## GIVEN TEXT:
---*---

An Interview With Eric Kee, Photoshop Expert

Eric Kee, a PhD candidate in computer science at Dartmouth, has helped to develop a revolutionary software tool that measures how much fashion and beauty images have been altered. In light of recent efforts by lawmakers to regulate the digital manipulation of photographs, I interviewed Kee about the new software, how it might be applied, and how this could give models more control over their images — and their work.

Sara Ziff: So I read that you’re proposing a software tool that measures how much fashion and beauty images have been altered on a scale of 1-5. How did you start working on this?

Eric Kee: In general, I’m interested in problems of whether a picture is real or not. And that’s what my advisor Professor Hany Farid does. I began working with Hany about four years ago now and we’ve worked on a variety of projects.

SZ: What brought you to this particular project — measuring the degree to which fashion and beauty images have been altered?

---*---

## SET EXERCISE A:
From the records, quote every line starting at the one containing "Pick out the rope" and ending after the one containing "pixel 51 100", with both of those lines included.
The records that follow the interview are unrelated to it.

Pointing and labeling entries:
---*---

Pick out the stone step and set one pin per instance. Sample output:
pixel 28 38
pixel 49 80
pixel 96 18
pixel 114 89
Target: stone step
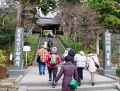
pixel 59 83
pixel 101 87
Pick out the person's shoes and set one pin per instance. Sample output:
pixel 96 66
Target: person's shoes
pixel 93 84
pixel 79 84
pixel 50 79
pixel 43 73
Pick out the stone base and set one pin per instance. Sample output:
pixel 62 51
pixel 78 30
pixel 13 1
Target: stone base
pixel 109 72
pixel 16 73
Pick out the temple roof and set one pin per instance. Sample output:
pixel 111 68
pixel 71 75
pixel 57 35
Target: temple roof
pixel 47 21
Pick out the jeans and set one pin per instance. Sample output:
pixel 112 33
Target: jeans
pixel 42 66
pixel 54 71
pixel 92 77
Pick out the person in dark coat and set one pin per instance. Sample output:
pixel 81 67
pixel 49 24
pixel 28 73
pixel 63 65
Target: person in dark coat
pixel 72 54
pixel 49 44
pixel 69 70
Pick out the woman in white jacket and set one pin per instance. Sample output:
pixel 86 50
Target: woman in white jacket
pixel 80 60
pixel 91 65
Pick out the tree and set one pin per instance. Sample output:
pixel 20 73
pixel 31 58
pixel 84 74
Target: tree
pixel 27 12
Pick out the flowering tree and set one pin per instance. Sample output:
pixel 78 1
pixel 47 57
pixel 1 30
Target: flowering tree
pixel 2 58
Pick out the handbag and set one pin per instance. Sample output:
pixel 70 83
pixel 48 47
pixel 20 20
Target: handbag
pixel 38 59
pixel 73 83
pixel 96 64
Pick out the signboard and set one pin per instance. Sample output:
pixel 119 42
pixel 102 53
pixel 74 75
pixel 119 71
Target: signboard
pixel 18 49
pixel 26 48
pixel 107 50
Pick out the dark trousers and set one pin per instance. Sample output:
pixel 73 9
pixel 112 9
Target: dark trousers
pixel 80 74
pixel 54 71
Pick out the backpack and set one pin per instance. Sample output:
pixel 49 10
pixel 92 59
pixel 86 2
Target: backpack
pixel 53 60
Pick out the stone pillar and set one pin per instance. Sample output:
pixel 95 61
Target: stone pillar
pixel 18 49
pixel 107 55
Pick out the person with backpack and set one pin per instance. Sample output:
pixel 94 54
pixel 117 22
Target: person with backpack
pixel 42 54
pixel 91 60
pixel 52 61
pixel 80 60
pixel 49 44
pixel 72 54
pixel 69 71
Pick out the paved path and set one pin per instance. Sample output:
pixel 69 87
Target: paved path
pixel 33 76
pixel 32 81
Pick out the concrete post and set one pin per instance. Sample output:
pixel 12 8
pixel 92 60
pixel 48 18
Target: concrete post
pixel 18 49
pixel 107 55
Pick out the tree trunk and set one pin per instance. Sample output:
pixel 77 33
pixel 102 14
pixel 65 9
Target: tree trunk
pixel 19 15
pixel 97 42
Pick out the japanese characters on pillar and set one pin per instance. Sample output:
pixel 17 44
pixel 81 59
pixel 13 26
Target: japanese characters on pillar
pixel 107 51
pixel 18 49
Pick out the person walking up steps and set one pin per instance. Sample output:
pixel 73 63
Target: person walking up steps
pixel 92 58
pixel 80 60
pixel 69 70
pixel 49 44
pixel 42 64
pixel 45 44
pixel 52 61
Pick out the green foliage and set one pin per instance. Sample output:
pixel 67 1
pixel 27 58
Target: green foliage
pixel 109 14
pixel 116 13
pixel 118 72
pixel 2 58
pixel 31 41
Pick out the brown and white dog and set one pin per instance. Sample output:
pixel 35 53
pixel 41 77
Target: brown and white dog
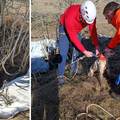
pixel 101 64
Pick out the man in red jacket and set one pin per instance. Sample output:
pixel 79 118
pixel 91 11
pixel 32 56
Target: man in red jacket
pixel 73 20
pixel 112 15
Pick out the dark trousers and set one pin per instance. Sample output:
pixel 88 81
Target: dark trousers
pixel 64 42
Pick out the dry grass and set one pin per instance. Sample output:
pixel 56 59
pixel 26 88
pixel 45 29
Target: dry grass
pixel 75 96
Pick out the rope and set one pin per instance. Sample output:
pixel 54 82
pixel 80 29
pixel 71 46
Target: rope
pixel 94 117
pixel 6 100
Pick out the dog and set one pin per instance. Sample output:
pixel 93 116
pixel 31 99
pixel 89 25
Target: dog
pixel 101 64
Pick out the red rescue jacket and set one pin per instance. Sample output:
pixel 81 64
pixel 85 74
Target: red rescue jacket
pixel 116 23
pixel 71 22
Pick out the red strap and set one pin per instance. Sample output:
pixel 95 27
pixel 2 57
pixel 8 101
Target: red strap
pixel 102 58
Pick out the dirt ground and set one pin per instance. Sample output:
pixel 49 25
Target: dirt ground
pixel 49 100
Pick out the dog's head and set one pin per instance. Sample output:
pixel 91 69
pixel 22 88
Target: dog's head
pixel 108 53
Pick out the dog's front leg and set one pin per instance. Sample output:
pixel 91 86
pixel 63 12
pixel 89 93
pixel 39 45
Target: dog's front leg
pixel 108 70
pixel 93 68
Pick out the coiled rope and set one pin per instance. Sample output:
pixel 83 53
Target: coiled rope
pixel 94 117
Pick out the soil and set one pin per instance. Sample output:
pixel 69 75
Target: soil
pixel 51 100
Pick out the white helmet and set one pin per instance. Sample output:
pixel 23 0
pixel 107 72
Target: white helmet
pixel 88 11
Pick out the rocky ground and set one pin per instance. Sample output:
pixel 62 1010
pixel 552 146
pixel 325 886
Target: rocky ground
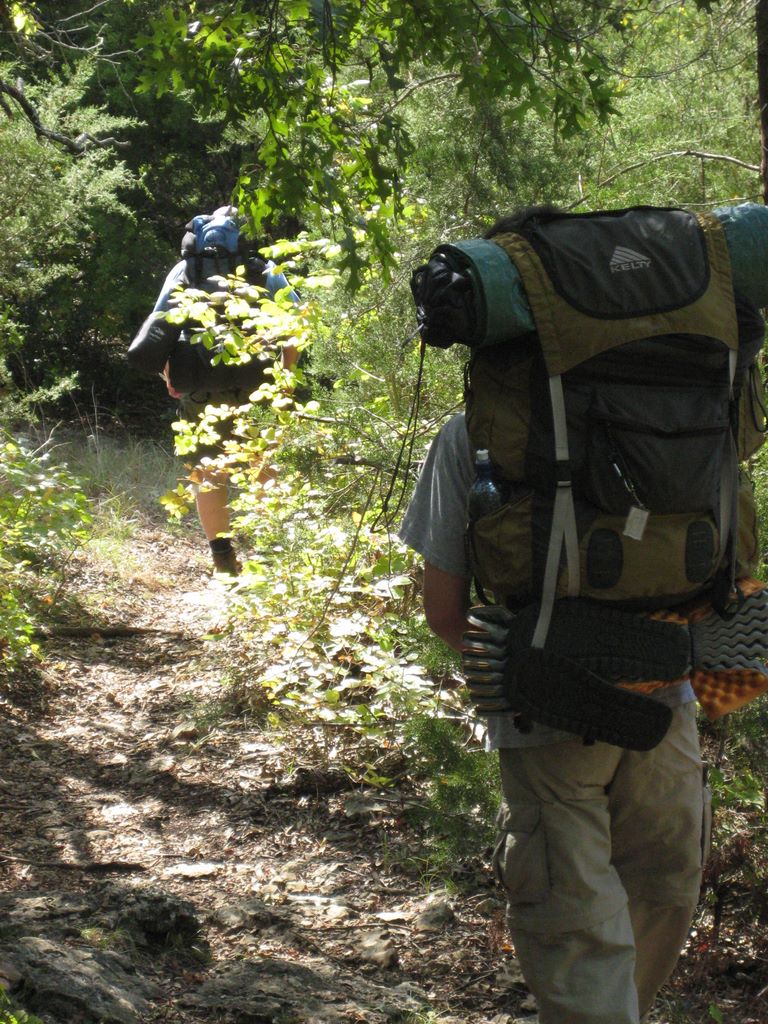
pixel 162 863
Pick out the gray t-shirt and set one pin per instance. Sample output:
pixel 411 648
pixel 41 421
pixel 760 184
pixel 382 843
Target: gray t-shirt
pixel 434 525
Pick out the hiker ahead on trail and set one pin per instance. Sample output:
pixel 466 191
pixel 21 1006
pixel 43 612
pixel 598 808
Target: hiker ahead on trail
pixel 612 398
pixel 212 249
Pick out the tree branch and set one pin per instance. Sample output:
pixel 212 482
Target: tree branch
pixel 75 145
pixel 674 154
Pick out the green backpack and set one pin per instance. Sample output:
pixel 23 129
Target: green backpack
pixel 616 425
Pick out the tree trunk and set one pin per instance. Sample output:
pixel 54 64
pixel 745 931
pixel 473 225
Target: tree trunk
pixel 761 33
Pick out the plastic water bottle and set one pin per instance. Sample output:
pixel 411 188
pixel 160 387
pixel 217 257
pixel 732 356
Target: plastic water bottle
pixel 484 496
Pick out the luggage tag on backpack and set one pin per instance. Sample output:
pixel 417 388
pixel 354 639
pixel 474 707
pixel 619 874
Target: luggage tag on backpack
pixel 636 521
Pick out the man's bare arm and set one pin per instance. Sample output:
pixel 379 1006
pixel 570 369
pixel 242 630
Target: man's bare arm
pixel 445 603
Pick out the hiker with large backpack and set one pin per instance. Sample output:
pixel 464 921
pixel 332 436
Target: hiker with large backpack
pixel 592 492
pixel 212 249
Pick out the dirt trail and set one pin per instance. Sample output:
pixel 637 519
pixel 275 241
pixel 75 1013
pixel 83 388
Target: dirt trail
pixel 159 863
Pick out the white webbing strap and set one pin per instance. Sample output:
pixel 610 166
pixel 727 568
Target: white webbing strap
pixel 563 527
pixel 729 481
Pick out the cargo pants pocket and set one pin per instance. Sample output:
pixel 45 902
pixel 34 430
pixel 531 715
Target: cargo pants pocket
pixel 706 818
pixel 520 856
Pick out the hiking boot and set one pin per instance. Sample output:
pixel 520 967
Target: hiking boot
pixel 225 562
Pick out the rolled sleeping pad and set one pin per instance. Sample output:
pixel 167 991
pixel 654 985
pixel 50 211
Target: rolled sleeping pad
pixel 471 292
pixel 747 232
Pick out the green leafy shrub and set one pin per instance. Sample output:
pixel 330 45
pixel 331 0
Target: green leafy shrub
pixel 464 788
pixel 43 512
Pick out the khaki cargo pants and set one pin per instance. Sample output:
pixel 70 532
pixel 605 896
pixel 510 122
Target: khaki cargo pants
pixel 600 853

---*---

## SET EXERCISE B:
Continue the interview with Eric Kee about the photo-alteration software from the point at which it stops.

## REPLY A:
Pick out the rope and set one pin per instance. Sample output:
pixel 54 82
pixel 80 29
pixel 71 46
Target: rope
pixel 94 117
pixel 6 100
Pick out the dog and set one pin per instance. Sample output:
pixel 93 116
pixel 31 99
pixel 89 25
Target: dog
pixel 101 64
Pick out the red rescue jacket and set one pin per instance. Sample output:
pixel 81 64
pixel 85 74
Target: red rescue jacket
pixel 116 23
pixel 71 22
Pick out the red strap and set one pin per instance. Sample output:
pixel 95 27
pixel 2 57
pixel 8 101
Target: red strap
pixel 102 58
Pick out the dirt ground and set one pin per instance. Sample output:
pixel 49 25
Target: dirt ground
pixel 49 100
Pick out the dog's head and set one pin per instance. Sample output:
pixel 91 69
pixel 22 88
Target: dog's head
pixel 108 53
Pick out the dog's front leg and set one pin per instance. Sample output:
pixel 91 86
pixel 63 12
pixel 89 93
pixel 39 45
Target: dog's front leg
pixel 108 70
pixel 93 68
Pick out the coiled rope and set one pin per instance. Sample output:
pixel 83 53
Target: coiled rope
pixel 94 117
Pick out the soil and set one pin per instance. Sample output:
pixel 69 75
Target: soil
pixel 51 100

## REPLY B:
EK: What brought us to this was the social problem that photographs of people are modified to make them look more “attractive,” and there are documented health issues that relate to body image. We were aware that people were trying to do something about this and we thought we could potentially contribute. Hany heard that in the UK they wanted to legislate that modified photos should be labeled and immediately we realized that almost every photo is going to be modified in some way. It’s not going to be useful to just put a label saying whether or not the photo was modified because every photo would have a label on it, which is meaningless. And so that’s when we came up with this idea to devise a rating system to determine just how much or what kind of changes were made to photographs.

SZ: There is, in fact, research that shows that highly idealized, digitally altered images promote eating disorders, right?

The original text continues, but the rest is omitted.